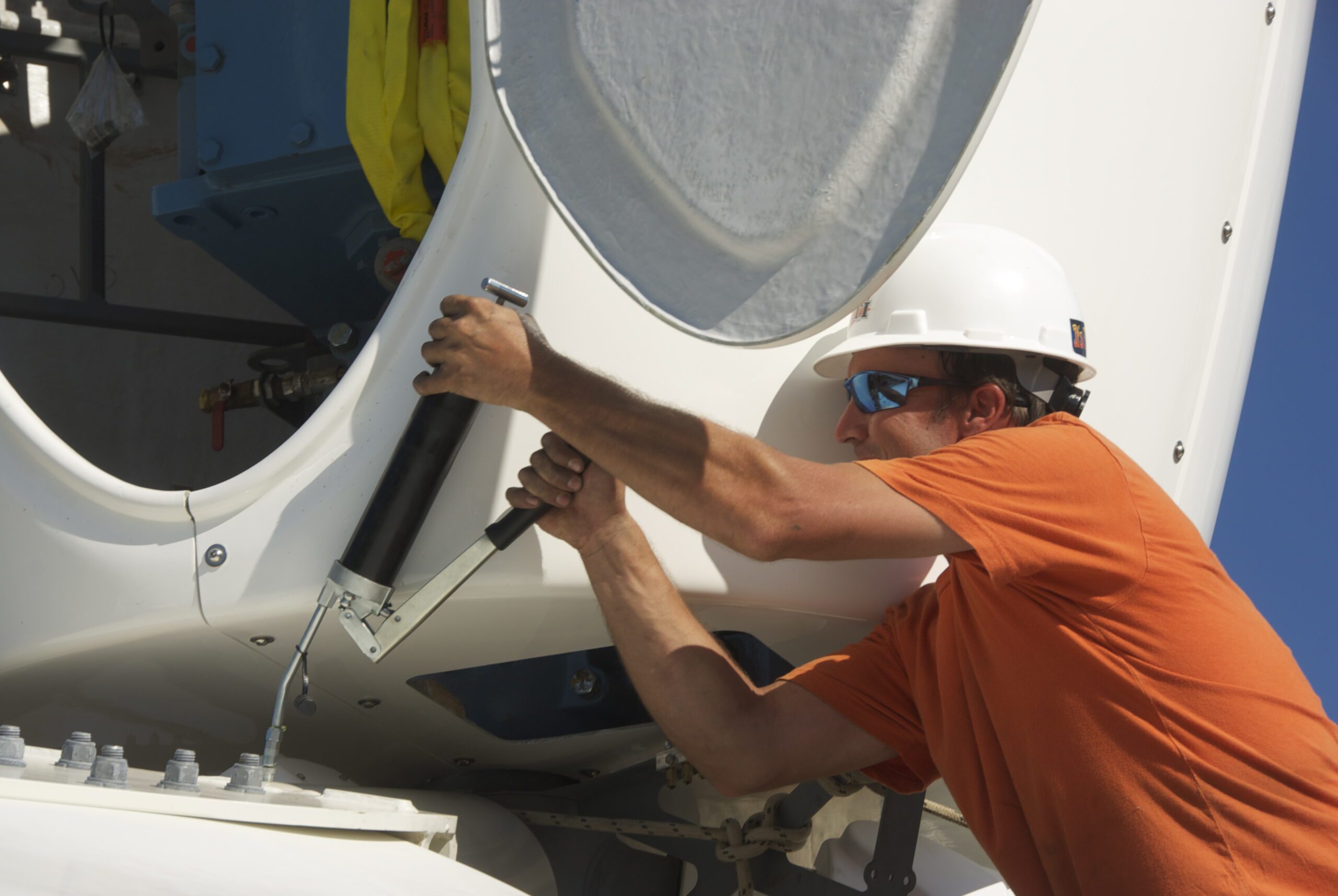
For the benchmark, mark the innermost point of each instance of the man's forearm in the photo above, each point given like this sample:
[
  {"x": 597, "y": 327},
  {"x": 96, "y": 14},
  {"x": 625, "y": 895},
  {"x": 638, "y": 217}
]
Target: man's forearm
[
  {"x": 688, "y": 682},
  {"x": 716, "y": 480}
]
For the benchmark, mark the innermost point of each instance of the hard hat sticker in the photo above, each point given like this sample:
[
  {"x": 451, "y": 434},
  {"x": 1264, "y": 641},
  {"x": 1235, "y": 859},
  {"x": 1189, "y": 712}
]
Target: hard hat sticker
[{"x": 1079, "y": 336}]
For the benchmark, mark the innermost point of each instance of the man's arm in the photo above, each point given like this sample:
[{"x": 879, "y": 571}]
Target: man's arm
[
  {"x": 734, "y": 489},
  {"x": 743, "y": 739}
]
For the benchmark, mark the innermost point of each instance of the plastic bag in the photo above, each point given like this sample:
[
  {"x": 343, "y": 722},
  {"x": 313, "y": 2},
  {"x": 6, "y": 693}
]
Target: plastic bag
[{"x": 106, "y": 106}]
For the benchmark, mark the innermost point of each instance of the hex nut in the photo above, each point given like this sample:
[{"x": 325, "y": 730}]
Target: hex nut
[
  {"x": 110, "y": 769},
  {"x": 182, "y": 772},
  {"x": 340, "y": 335},
  {"x": 11, "y": 746},
  {"x": 247, "y": 776},
  {"x": 78, "y": 752}
]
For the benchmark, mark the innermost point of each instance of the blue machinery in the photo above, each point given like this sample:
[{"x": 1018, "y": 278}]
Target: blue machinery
[{"x": 268, "y": 182}]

### Goal of the exercise:
Reproduce every item above with each "innermost point" renamed to "central point" and everything else unchanged. Omit the pictures from your output.

### Finished exercise:
For the benchmark, mark the central point of each instance of the man's forearm in the photo above, each point given like this sample:
[
  {"x": 597, "y": 327},
  {"x": 96, "y": 14},
  {"x": 625, "y": 895},
  {"x": 638, "y": 217}
]
Target: man's forearm
[
  {"x": 688, "y": 682},
  {"x": 716, "y": 480}
]
For the benchmark, mark the central point of each instance of the hard hat sticker in the photo above, each point given like this sample:
[
  {"x": 451, "y": 434},
  {"x": 1264, "y": 641},
  {"x": 1235, "y": 859},
  {"x": 1189, "y": 712}
]
Target: hard hat sticker
[{"x": 1079, "y": 336}]
For the benchmark, mark the central point of each instance of the man's arm in the photo above, each point given like this sample:
[{"x": 879, "y": 571}]
Target: man's arm
[
  {"x": 734, "y": 489},
  {"x": 743, "y": 739}
]
For the benchmark, mark the central point of each instance of the plastic bag in the photo above, each point given like this sample:
[
  {"x": 343, "y": 722},
  {"x": 313, "y": 2},
  {"x": 6, "y": 693}
]
Target: plastic bag
[{"x": 106, "y": 106}]
For the benchmark, mark the central point of each instance of the hex nut in the photo above, each point given like this sample:
[{"x": 325, "y": 730}]
Target: hex nut
[
  {"x": 110, "y": 769},
  {"x": 182, "y": 772},
  {"x": 340, "y": 335},
  {"x": 11, "y": 746},
  {"x": 247, "y": 776},
  {"x": 78, "y": 752}
]
For the benchmark, mark the central point of each instance of the blue machinery in the photo above, each point given like this sample:
[{"x": 1018, "y": 278}]
Target: blue machinery
[{"x": 268, "y": 182}]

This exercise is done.